(Dataset entries)
** Begin **

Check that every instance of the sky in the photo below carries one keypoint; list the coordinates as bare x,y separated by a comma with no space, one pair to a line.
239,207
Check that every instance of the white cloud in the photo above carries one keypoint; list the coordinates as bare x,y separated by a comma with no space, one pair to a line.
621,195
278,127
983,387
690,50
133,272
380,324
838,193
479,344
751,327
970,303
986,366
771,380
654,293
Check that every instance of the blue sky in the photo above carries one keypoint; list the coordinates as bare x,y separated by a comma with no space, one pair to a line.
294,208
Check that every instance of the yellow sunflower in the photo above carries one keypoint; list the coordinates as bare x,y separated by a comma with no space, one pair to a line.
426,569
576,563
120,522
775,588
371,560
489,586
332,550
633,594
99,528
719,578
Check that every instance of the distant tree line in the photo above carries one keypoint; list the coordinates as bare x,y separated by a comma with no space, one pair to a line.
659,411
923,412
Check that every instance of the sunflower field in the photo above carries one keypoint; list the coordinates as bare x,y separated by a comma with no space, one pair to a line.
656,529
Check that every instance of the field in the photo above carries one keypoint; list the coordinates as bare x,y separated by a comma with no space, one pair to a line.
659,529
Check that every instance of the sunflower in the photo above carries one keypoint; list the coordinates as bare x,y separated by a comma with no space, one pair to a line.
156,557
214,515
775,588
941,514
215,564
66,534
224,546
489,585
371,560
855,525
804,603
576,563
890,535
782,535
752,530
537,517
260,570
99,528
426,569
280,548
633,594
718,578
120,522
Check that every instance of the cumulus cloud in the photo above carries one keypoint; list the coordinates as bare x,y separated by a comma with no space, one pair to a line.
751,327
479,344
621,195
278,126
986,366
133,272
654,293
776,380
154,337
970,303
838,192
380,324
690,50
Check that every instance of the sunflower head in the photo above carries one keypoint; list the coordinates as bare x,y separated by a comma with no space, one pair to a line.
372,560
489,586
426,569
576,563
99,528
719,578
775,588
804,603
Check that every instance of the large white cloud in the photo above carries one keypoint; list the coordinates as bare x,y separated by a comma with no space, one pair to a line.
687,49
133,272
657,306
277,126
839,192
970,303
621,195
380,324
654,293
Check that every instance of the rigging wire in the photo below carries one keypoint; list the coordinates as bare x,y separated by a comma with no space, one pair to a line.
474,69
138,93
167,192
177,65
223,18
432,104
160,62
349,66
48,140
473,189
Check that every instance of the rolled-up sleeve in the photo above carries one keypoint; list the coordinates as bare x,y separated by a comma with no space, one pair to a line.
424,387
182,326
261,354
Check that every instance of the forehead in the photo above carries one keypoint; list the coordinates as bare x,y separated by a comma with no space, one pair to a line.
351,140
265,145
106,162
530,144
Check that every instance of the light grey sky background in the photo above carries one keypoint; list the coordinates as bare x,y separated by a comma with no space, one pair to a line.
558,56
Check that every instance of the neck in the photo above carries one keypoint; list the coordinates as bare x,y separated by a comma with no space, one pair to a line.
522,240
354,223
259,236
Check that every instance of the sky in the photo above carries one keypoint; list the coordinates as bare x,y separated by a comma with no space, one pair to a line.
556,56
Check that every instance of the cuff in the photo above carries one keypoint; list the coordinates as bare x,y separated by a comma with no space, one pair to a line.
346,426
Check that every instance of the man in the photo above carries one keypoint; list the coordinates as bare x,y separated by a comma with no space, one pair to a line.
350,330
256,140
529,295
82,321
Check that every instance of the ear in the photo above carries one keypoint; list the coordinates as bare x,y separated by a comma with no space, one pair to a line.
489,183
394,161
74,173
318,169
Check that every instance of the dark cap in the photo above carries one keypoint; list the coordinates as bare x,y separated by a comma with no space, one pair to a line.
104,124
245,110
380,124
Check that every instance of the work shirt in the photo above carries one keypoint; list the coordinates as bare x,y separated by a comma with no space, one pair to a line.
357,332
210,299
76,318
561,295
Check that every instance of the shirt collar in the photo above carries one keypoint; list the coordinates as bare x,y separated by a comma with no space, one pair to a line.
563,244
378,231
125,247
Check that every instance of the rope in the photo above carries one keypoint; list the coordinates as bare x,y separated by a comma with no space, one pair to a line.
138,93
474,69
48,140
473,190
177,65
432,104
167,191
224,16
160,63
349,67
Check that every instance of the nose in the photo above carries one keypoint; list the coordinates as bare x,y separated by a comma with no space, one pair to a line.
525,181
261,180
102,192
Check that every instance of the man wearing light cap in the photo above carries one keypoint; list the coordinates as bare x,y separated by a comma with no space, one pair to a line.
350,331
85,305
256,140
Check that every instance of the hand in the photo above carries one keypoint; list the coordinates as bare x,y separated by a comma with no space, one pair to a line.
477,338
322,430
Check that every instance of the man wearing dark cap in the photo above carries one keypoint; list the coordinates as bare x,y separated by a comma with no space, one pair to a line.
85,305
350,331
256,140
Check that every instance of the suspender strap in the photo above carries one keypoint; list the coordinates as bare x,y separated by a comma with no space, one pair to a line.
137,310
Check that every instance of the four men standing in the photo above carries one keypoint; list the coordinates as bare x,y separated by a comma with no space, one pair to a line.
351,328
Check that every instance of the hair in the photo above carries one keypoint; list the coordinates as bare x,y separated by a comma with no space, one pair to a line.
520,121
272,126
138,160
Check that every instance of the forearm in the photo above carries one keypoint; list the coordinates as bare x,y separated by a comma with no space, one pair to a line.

** End **

### WORK INSTRUCTIONS
Write out all the lines again, exactly as they are.

### EXERCISE RESPONSE
Check that every instance of the sky in the photo below carries one keypoint; list the coordinates as bare x,y separated by a comma with no space, one pair to a line.
239,207
Check that every instance of the white cloud in the photo above carries one keypoint; list the coordinates as bare x,y separated by a comma with no space, one pair to a line.
621,195
278,127
983,387
690,50
133,272
380,324
838,193
479,344
751,327
970,303
986,366
771,380
654,293
Check that every instance of the blue sky in the photo above carries one keypoint; list the coordinates as bare x,y separated by a comma with no space, one pair to a line.
294,208
Check that every instance of the yellow sunflower in the photo above carries one keypoint; list the coordinates as bare x,y separated by a comma with no space, one pair to a line.
426,569
576,563
120,522
775,588
371,560
489,586
332,550
633,594
99,528
719,578
Check that every instance of the distant tree line in the photo above carries one keypoint; list the coordinates as bare x,y separated by a comma with no space, one pair to a line.
659,411
923,412
Check that every instance of the sunflower field in the photo above carries one keypoint; list the coordinates as bare x,y separated by a comma with no space, one pair to a line.
656,529
Check that every instance of the field in the photo above carries one keypoint; list the coordinates as bare x,y separated by a comma with no space, one pair to a line.
659,529
Check that every instance of the sunflower in the photo above carries one keypoint; list the coordinates as bare x,y separated by a comma with no space, one pair to a line.
156,557
214,515
775,588
941,514
215,564
66,534
224,546
489,585
371,560
855,525
804,603
576,563
890,535
782,535
752,530
537,517
260,570
99,528
426,569
280,548
633,594
718,578
120,522
Check that every instance of the cumulus cloud in the photo above carries one keypoint; list the coordinates as bare x,y separated by a comma with no space, one pair to a line.
751,327
479,344
621,195
278,126
986,366
133,272
654,293
776,380
154,337
970,303
838,192
380,324
690,50
Check that every instance of the sunflower head in the photo above carries one keypoint; list the coordinates as bare x,y separated by a comma with no space, one pair to a line.
372,560
489,586
426,569
576,563
99,528
719,578
775,588
804,603
Check that every instance of the large white cloud in the photo above carries one keypoint; list the coordinates as bare x,y separated by a comma with no space, one pair to a line.
687,49
133,272
657,306
277,126
839,192
970,303
621,195
380,324
654,293
Check that every instance of the rigging wire in the photo below carries one keypoint; list the coordinates as bare x,y separated by a comma with no space, one pair to a line.
474,69
138,93
167,192
177,65
223,18
432,104
160,62
349,66
48,140
473,189
Check that every instance of the rolled-up sleeve in the photo above carries one keypoint; list the coordinates as bare x,y separated by a comma with no space, one pair to a line.
424,387
182,326
261,354
Check that every instance of the forehead in the photo above carries one keypoint; list the coordinates as bare x,y separated by a comma with no space, one pair to a line.
351,140
265,145
106,162
530,144
Check that every instance of the light grey sky background in the photo above carries one keypoint; list the coordinates as bare x,y separated by a comma with no space, one pair to a line.
558,56
Check that every instance of the neck in the photo above carries one keypoint; list the coordinates as bare x,y separated by a comma with no space, one pair to a line.
522,240
354,223
259,236
Check that every instance of the sky in the photo above carries one keypoint; list the coordinates as bare x,y separated by a comma with no space, one pair to a line.
556,56
Check that every instance of the cuff in the photo above carries one keypoint; list the coordinates as bare x,y separated by a comma with no space, one pair to a line.
346,426
Check that every instance of the man in the photo above carries one keypoint; list the coordinates as bare x,y separated by a comma with no space, one pair to a line.
350,330
256,140
529,295
82,321
Check that every instance of the ear in the photo above carries one keypoint; list the coordinates as bare x,y separated by a comma with no space, one pair to a line.
489,183
394,161
74,173
318,169
Check that every instance of the dark cap in the photo above carries one keypoint; list the coordinates as bare x,y separated by a comma with no space, one pair to a line.
104,124
245,110
380,124
Check that every instance of the work shirt in the photo above carries one keypoint; list the coordinates as bare x,y separated by a comma with no space, one pair to a line.
357,332
210,299
76,318
561,295
Check that every instance of the shirt collar in the photo above carries one keypoint; list the coordinates as bare x,y separated by a comma with no space, one pair to a line.
563,244
378,231
125,247
Check that every instance of the rope in the photo above carries one keypoint; list the coordinates as bare x,y separated by a comma with no space, one pair to a line.
138,93
474,69
48,140
473,190
177,65
432,104
167,191
224,16
160,63
349,67
Check that every instance of the nose in the photo above carries one keypoint; list the coordinates as bare x,y separated by a comma with no space, one pair to a line.
525,181
261,180
102,192
Check that every instance of the man wearing light cap in the photo above carries one keypoint; list the coordinates as bare x,y separated by a comma with no space, one pair to a line.
350,331
85,305
256,140
Check that every instance of the hand in the photo above carries one keypoint; list the coordinates as bare x,y separated by a comma with no space, one pair to a line.
477,338
322,430
Check that every instance of the man wearing dark cap in the photo above carries one keypoint; list the coordinates as bare x,y separated by a comma with no space, one pair to a line.
85,305
350,331
256,140
Check that every instance of the suspender strap in the photo above carries one keypoint; list the coordinates as bare x,y separated by a comma with no space, one pair to a line.
137,310
Check that every instance of the four men standing in the photo above carries one keypoint; list the coordinates as bare x,y separated by a comma with no space, one pair to a line.
351,328
Check that every instance of the hair in the photo above carries one keypoint; list the coordinates as bare x,y separated by a comma with no space, one pair to a line.
520,121
272,126
138,160
Check that every instance of the forearm in the photo above carries one keypoint; list the coordinates as bare x,y separated by a comma with no space, one pair to a line.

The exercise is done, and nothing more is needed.